• What you have to do
Without the images, output each record below as it stands.
--- --- ---
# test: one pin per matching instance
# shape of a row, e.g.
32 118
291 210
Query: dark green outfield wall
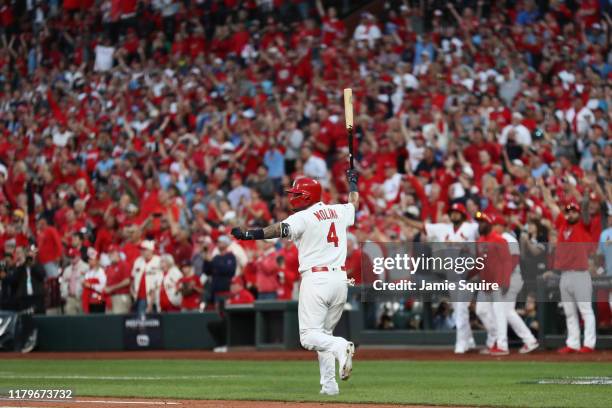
105 332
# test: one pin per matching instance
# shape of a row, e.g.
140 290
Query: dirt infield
133 402
361 354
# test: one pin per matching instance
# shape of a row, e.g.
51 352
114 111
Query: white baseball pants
576 293
496 311
321 302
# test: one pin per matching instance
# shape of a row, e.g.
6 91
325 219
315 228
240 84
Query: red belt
325 269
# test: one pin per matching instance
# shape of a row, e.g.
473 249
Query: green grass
502 384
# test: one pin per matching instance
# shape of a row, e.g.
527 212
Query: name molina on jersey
326 214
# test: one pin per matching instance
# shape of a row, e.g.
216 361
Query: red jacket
498 264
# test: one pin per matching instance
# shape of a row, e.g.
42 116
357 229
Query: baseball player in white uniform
461 231
496 313
319 232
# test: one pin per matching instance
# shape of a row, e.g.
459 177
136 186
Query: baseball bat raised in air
348 117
--- --- ---
• Answer
# test: one pin per matching instance
# shape of a row, e.g.
32 118
291 210
Query: dark green outfield wall
105 332
# test: one pin per matching instance
# shape of a row, e.g.
140 290
Query: dirt infield
133 402
361 354
# test: one pin per matching instance
# shape of a row, e.g.
51 352
114 111
Query: white baseball pants
576 293
496 311
321 302
# test: one pin per matching instance
# shape of a row, e.g.
6 91
325 219
315 228
240 84
Query: red belt
325 269
# test: one pin per matching instance
# shape of a row, e.g.
473 249
Query: green grass
502 384
# test: one pin per matching instance
# shape of a row, e.g.
527 212
Query: name molina on jersey
326 214
# test: one pin per matching instance
# shape of a row, e.g.
216 361
Query: red jacket
498 264
# test: one pin per matching instance
# shape of a row, e.g.
42 116
357 229
Query: baseball player in white uniform
461 231
496 313
319 232
# test: one pin per matching instance
# shape of a row, e.g.
459 177
136 186
Query: baseball bat raised in air
348 117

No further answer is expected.